| Work item |
For this exercise, copy the records below exactly and exclude every image.

** Data extracts follows **

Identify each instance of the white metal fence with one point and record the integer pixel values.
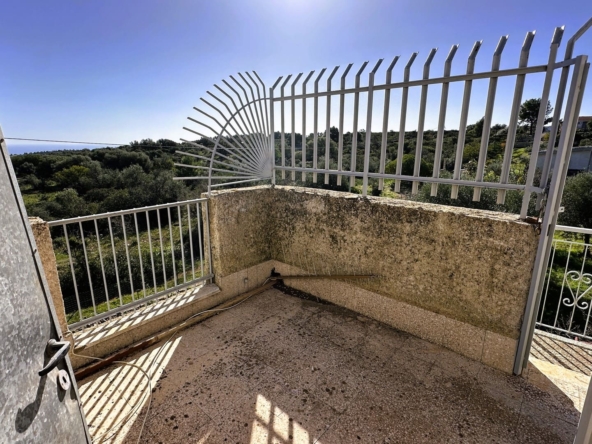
(112, 262)
(567, 296)
(243, 148)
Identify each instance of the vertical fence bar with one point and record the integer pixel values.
(497, 57)
(129, 265)
(182, 246)
(315, 144)
(442, 119)
(72, 270)
(199, 238)
(207, 233)
(328, 125)
(92, 294)
(140, 253)
(115, 261)
(191, 240)
(161, 249)
(341, 118)
(464, 114)
(387, 105)
(283, 129)
(304, 124)
(550, 271)
(403, 119)
(368, 140)
(102, 264)
(513, 124)
(272, 130)
(172, 245)
(536, 143)
(572, 109)
(293, 117)
(420, 125)
(558, 107)
(354, 153)
(151, 252)
(589, 288)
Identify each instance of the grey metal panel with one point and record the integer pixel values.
(33, 408)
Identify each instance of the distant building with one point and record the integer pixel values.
(581, 159)
(583, 122)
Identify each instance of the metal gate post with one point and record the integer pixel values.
(572, 110)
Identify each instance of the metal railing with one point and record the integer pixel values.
(244, 145)
(567, 296)
(113, 262)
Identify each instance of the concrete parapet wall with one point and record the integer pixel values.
(438, 268)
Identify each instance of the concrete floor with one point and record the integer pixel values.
(279, 369)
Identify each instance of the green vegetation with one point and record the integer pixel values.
(569, 254)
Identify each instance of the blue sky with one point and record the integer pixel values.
(116, 71)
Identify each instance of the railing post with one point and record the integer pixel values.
(572, 109)
(48, 261)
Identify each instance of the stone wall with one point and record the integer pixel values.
(48, 262)
(439, 270)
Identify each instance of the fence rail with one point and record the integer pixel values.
(566, 306)
(112, 262)
(246, 147)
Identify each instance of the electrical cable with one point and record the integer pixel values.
(130, 144)
(115, 428)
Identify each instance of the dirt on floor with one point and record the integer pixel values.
(282, 369)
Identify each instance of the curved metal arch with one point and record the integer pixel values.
(242, 149)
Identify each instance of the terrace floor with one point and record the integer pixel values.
(281, 369)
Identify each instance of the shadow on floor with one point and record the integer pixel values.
(278, 369)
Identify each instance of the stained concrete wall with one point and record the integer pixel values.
(48, 262)
(438, 268)
(102, 340)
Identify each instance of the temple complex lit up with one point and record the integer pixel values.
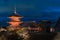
(15, 21)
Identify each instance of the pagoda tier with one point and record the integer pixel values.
(15, 21)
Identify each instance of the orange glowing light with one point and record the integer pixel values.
(15, 23)
(15, 18)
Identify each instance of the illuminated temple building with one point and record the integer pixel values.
(14, 21)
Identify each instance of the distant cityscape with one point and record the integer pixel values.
(43, 26)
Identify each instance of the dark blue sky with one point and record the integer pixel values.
(40, 9)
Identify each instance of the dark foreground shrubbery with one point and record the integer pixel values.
(9, 36)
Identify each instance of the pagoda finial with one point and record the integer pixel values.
(15, 9)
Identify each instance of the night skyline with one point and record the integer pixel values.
(31, 9)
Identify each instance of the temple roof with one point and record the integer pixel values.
(16, 15)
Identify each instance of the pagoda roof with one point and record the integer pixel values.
(16, 15)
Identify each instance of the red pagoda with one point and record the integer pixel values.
(14, 21)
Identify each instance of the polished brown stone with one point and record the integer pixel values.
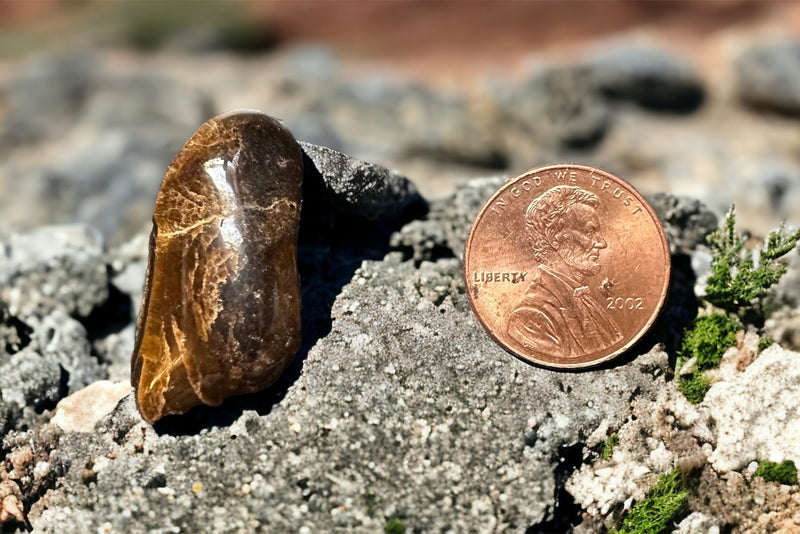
(220, 314)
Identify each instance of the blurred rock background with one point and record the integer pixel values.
(693, 98)
(399, 410)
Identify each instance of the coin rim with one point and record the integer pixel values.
(659, 230)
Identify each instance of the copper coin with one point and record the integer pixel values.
(566, 266)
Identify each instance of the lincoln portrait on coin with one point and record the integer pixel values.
(559, 316)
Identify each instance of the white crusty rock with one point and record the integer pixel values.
(755, 415)
(82, 410)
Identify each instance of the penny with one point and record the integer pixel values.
(566, 266)
(220, 314)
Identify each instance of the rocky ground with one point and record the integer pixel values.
(399, 408)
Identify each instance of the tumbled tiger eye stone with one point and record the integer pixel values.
(220, 314)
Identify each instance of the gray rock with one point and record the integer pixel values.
(443, 233)
(29, 379)
(686, 221)
(768, 76)
(438, 428)
(354, 187)
(62, 339)
(60, 267)
(46, 97)
(556, 106)
(646, 74)
(106, 165)
(386, 118)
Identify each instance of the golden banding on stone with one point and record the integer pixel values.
(220, 314)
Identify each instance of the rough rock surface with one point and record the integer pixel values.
(398, 407)
(755, 413)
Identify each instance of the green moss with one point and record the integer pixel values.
(708, 338)
(784, 472)
(394, 526)
(765, 342)
(694, 387)
(608, 447)
(739, 279)
(653, 515)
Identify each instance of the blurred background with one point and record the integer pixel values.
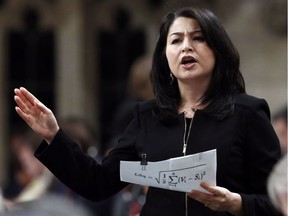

** End of Data extracts **

| Written reply |
Identify each instance of the white metal fence with one point and record the integer pixel values.
(112, 262)
(567, 296)
(243, 148)
Identify each instance of the vertical fence bar with one point and record the integer pixel values.
(497, 57)
(129, 265)
(182, 246)
(315, 144)
(442, 119)
(72, 270)
(199, 238)
(207, 233)
(328, 125)
(92, 294)
(140, 253)
(115, 261)
(191, 240)
(161, 249)
(341, 118)
(464, 114)
(387, 105)
(283, 129)
(304, 124)
(550, 271)
(403, 119)
(368, 140)
(102, 264)
(513, 124)
(272, 130)
(172, 245)
(536, 143)
(572, 109)
(293, 117)
(420, 125)
(558, 107)
(354, 153)
(151, 252)
(589, 288)
Identify each instance of the grey metal panel with one point and record the integer pixel values.
(33, 408)
Identify each instance of the distant building with one point and record the integer pixel values.
(581, 159)
(583, 122)
Identify each instance of the metal gate post with one point and record the integer pixel values.
(572, 110)
Identify each instance of the metal railing with one point and record the integer pixel values.
(244, 145)
(567, 296)
(113, 262)
Identify each instance of the concrete parapet wall with one point and record the integer pixel values.
(438, 268)
Identify each instance of the concrete floor with one point and record the integer pixel values.
(279, 369)
Identify each instance of the green vegetation with one point and record the integer pixel values.
(569, 254)
Identify each instance of the blue sky with one point and record the integer pixel values.
(116, 71)
Identify each instance of the railing post with one point and record the integer pixel values.
(572, 109)
(48, 261)
Identify each instance of the stone wall with one point and record the integer pixel values.
(48, 262)
(439, 270)
Identify each instance of the fence rail with one point and record the integer pixel values.
(566, 306)
(112, 262)
(246, 147)
Identify each instance of the electrical cable with one point and record the integer pixel values.
(130, 144)
(115, 428)
Identify each instance of the dirt on floor with one point and record the integer pixel values.
(282, 369)
Identify each instance of the curved metal arch with one point and record the integer pixel values.
(242, 149)
Identify each instance of the terrace floor with one point and record the integer pixel values.
(281, 369)
Identify each instance of the shadow on floor with one point and record the integer pixel values.
(278, 369)
Identify each instance of the stained concrete wall with one point and record the integer pixel values.
(48, 262)
(438, 268)
(102, 340)
Identify each instance of the temple complex lit up with one point and record the integer pixel values.
(15, 21)
Identify each instance of the pagoda tier with one point and record the integer pixel values.
(15, 21)
Identify each instance of the orange glowing light with one point and record the integer pixel values.
(15, 23)
(15, 18)
Identify each instance of the illuminated temple building with one point and record the integer pixel values.
(14, 21)
Identify each instance of the distant cityscape with one point and record the integer pixel values.
(43, 26)
Identify each instance of the dark blue sky with one point and record the integer pixel values.
(40, 9)
Identify each instance of the dark foreground shrubbery with one point and record the integer pixel values.
(9, 36)
Identify each instance of the pagoda finial with one point and record the integer pixel values.
(15, 9)
Identify each instance of the night skyline with one point and record the integer pixel values.
(31, 9)
Identify each instance of the temple roof with one point and record the integer pixel values.
(16, 15)
Identify each instance of the pagoda roof with one point and record the integer pixel values.
(16, 15)
Identify each instance of the red pagoda with one point and record the integer pixel values.
(14, 21)
Identify each instance of the polished brown stone with one point and record the integer pixel values.
(220, 314)
Identify each instance of the blurred rock background with one point and record the integer pixel values.
(693, 98)
(399, 410)
Identify each instance of the coin rim with one point and record the integer pixel values.
(659, 230)
Identify each instance of the copper coin with one point and record the integer pixel values.
(566, 266)
Identify each instance of the lincoln portrait on coin with one point and record the integer pixel values.
(559, 316)
Identify each instance of the white crusty rock with one point and record the integer pixel values.
(755, 415)
(82, 410)
Identify each instance of the penny with one point and record the integer pixel values.
(566, 266)
(220, 314)
Identify each instance of the rocky ground with one point and record the integer pixel values.
(399, 408)
Identify each instance of the tumbled tiger eye stone with one point and record the integer pixel values.
(220, 314)
Identify each instance of the gray rock with one point and record the integer pixel values.
(443, 233)
(29, 379)
(686, 221)
(768, 76)
(438, 428)
(354, 187)
(62, 339)
(60, 267)
(46, 97)
(556, 106)
(646, 74)
(106, 165)
(386, 118)
Identify each instance of the golden banding on stone with one point and record the integer pixel values.
(220, 314)
Identify each instance of the rough rock surface with one point and record the integer pixel values.
(398, 407)
(755, 413)
Identify each instance of the green moss with one point and record the integer pixel values.
(708, 338)
(784, 472)
(394, 526)
(765, 342)
(694, 387)
(608, 447)
(739, 279)
(653, 515)
Identify each instance of the blurred background with one point and record the integer pixel values.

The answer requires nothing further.